WHAT IS ASKED: What follows are records. Restate all of them word for word.

---------- INFORMATION PROVIDED

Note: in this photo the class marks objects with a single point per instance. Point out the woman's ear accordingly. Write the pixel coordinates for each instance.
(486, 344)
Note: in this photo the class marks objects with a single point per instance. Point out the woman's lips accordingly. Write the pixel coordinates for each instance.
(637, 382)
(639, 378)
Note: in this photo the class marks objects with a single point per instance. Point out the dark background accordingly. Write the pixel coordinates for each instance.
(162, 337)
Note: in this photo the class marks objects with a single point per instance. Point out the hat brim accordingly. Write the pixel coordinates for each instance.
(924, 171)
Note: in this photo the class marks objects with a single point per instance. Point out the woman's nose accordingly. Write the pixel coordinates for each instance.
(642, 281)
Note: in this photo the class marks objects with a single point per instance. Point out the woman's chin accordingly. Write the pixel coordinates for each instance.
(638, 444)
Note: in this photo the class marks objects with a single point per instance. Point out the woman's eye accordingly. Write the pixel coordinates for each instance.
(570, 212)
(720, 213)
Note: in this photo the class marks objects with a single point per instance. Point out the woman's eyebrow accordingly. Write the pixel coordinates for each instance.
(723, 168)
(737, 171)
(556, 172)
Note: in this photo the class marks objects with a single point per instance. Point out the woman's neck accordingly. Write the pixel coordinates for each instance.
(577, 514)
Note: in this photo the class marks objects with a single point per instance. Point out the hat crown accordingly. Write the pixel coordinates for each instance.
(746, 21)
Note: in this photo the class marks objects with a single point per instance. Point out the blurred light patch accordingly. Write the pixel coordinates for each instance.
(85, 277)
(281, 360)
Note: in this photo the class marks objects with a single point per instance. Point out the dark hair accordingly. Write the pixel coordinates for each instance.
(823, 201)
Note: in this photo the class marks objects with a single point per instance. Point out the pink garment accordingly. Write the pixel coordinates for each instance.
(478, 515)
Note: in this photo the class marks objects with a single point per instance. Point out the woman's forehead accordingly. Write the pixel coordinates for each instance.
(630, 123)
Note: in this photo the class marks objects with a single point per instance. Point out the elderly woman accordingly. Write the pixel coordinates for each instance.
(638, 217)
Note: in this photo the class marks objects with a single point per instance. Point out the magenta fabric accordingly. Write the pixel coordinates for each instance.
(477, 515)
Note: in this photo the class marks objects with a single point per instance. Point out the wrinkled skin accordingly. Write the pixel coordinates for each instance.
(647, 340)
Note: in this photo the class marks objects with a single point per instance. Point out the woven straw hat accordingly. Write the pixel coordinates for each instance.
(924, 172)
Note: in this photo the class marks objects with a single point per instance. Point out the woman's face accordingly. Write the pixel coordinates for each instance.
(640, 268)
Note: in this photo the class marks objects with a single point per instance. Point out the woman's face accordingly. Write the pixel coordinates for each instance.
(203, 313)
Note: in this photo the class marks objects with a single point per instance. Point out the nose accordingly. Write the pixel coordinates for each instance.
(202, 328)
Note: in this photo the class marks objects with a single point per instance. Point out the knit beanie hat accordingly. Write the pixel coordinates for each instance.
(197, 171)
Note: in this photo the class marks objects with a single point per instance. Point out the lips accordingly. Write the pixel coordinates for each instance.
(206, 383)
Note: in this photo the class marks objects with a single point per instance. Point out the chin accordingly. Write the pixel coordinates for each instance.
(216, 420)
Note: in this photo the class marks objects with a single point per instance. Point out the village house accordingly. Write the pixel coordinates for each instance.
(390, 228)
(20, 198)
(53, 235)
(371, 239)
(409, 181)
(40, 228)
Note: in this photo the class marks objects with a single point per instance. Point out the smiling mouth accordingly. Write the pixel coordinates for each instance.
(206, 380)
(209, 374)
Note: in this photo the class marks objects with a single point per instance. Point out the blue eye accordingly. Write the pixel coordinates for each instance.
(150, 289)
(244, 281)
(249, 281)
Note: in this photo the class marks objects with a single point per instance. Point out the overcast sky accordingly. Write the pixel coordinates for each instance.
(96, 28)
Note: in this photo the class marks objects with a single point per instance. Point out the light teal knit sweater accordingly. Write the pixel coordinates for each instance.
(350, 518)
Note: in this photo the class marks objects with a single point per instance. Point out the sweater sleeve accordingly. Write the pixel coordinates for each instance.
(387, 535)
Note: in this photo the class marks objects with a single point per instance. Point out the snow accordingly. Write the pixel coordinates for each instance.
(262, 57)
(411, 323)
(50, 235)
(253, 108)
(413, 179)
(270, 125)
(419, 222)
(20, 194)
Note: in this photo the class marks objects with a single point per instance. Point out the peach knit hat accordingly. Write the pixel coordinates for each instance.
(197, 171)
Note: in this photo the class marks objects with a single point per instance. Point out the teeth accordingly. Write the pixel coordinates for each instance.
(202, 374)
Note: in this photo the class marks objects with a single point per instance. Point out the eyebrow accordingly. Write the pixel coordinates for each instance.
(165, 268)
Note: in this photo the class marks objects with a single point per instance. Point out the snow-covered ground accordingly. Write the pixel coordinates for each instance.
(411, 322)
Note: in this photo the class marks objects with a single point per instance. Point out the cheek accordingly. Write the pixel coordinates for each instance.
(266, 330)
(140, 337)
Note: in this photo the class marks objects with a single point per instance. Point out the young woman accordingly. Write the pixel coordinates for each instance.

--------------------

OUTPUT OF THE TASK:
Note: in this photo the class marks objects with a single point per instance. Point out the woman's ear accordingly. Write the pixel coordinates for each instance.
(486, 344)
Note: in this photo the class marks objects with a single point per instance. Point out the woman's lips accordingly. Write the pixel coordinates for each instance.
(637, 382)
(639, 378)
Note: in this photo the class marks objects with a single point per instance. Point out the dark background accordingly. Write the pixel coordinates for each instance.
(162, 337)
Note: in this photo the class marks objects with a single point per instance. Point out the hat brim accordingly. Write the pixel coordinates for each instance.
(924, 171)
Note: in this photo the class marks objects with a single point per instance. Point out the woman's nose accordingly. Write the pixel coordinates for each instance.
(642, 281)
Note: in this photo the class marks objects with a single point per instance. Point out the woman's chin accordingly. Write the pixel coordinates for each instance.
(638, 444)
Note: in this photo the class marks objects with a single point per instance. Point out the woman's eye accordingly. Write the pixel coordinates for each instance.
(570, 212)
(720, 213)
Note: in this photo the class marks objects with a single point per instance. Point out the woman's eyebrow accordingly. Write the pixel coordinates for each instance.
(723, 168)
(737, 171)
(556, 172)
Note: in this photo the class marks objects with a single point per instance. Point out the woman's neck accordingly. Write the pixel coordinates for each instance.
(577, 514)
Note: in this photo the class marks objects with a single point per instance. Point out the hat crown accordingly. Write the pixel coordinates for each instance.
(746, 21)
Note: in this photo the class marks objects with a single point per instance. Point out the blurred light patch accordingly. Write the pixel coordinates for each instance.
(85, 277)
(281, 360)
Note: in this photo the class marks objects with a single point per instance. Point out the dark hair accordingly. Write the pixel coordinates for each instance.
(823, 201)
Note: in this photo the class marks objects with a single point per instance. Point out the pink garment accordingly. Write the pixel coordinates for each instance.
(478, 515)
Note: in this photo the class marks objects with a single point per instance. Point out the woman's forehead accordingly. Write the pixel coordinates for each instance.
(630, 123)
Note: in this photo the class marks objects with a single point per instance. Point out the elderly woman accordingly. Write the pixel coordinates for each instance.
(638, 217)
Note: in this photo the class marks objects with a single point per instance. Point out the magenta fabric accordingly. Write the pixel coordinates for each instance.
(477, 515)
Note: in this photo the class marks objects with a single point per instance. Point out the wrinkled skin accordingly. Write the pixel coordinates for each instance.
(647, 340)
Note: in this photo the class marks objects with a single point per instance. Point out the woven straw hat accordingly. Write the pixel coordinates for each instance.
(924, 172)
Note: in this photo the class marks objects with a single point per instance. Point out the woman's face accordingly. Write the pixel coordinates for each instance.
(640, 268)
Note: in this photo the class marks objects with a single point per instance. Point out the woman's face accordingly. Write the pixel coordinates for each instance.
(203, 313)
Note: in this photo the class marks objects with a single point per instance. Point out the nose accordingly. Write the pixel coordinates for each instance.
(202, 328)
Note: in this photo the class marks objects with a single point per instance. Point out the knit beanie hat accordingly. Write the pixel coordinates for each instance.
(197, 171)
Note: in this photo the class marks objects with a single point per instance. Point out the lips accordingly. Write the pixel coordinates for each instance.
(206, 383)
Note: in this photo the class marks objects with a single point per instance. Point out the chin accordingly. Write the pixel coordinates for each instance.
(216, 420)
Note: in this photo the class marks objects with a single point per instance. Point out the village house accordingly. Write the pixel coordinates for each instance.
(390, 228)
(20, 198)
(53, 235)
(371, 239)
(409, 181)
(40, 228)
Note: in this photo the class marks objects with a single point per instance. Point out the smiling mouth accordingly. Write the pixel coordinates for each instance.
(206, 380)
(209, 374)
Note: in this photo the class marks objects with a single point per instance. Point out the blue eye accordingly. Write the pixel coordinates for each instance.
(150, 289)
(244, 281)
(249, 281)
Note: in this photo the class marks objects with a single point per instance. Point out the overcast sky accordingly. Write the pixel coordinates for each instance.
(96, 28)
Note: in this photo the class marks objects with a single point per instance. Point out the light teal knit sweater accordingly. Write the pixel coordinates for each instance.
(350, 518)
Note: in this photo the class marks objects with a single point per instance. Point out the sweater sleeve accordingly. Write the pixel coordinates for each instance.
(387, 535)
Note: in this photo the class marks objects with a single point per instance. Point out the snow accordingly. Write the pixel coordinates for each instance.
(262, 57)
(411, 323)
(50, 235)
(253, 108)
(413, 179)
(270, 125)
(419, 222)
(20, 194)
Note: in this photo the class marks objects with a single point per instance. Point out the peach knit hat accordingly. Write the pixel coordinates for each instance.
(197, 171)
Note: in this photo the class marks objects with a single point per instance. Point out the teeth accordingly. Write the pixel coordinates for each instance.
(202, 374)
Note: in this photo the class marks objects with a single point per instance. Point out the eyebrow accordingly. Write the pixel coordinates for each instance.
(165, 268)
Note: in this photo the class marks objects with a single point per instance. Point out the snow-covered ground accordingly. Write the pixel coordinates for each instance.
(411, 322)
Note: in this photo the class marks objects with a single point per instance. Point out the cheek accordingly. Write the pixel coordinates for each instance.
(266, 330)
(140, 337)
Note: in this photo the class marks objects with a single point per instance. Point out the young woman accordingly. Write the pixel coordinates for each instance.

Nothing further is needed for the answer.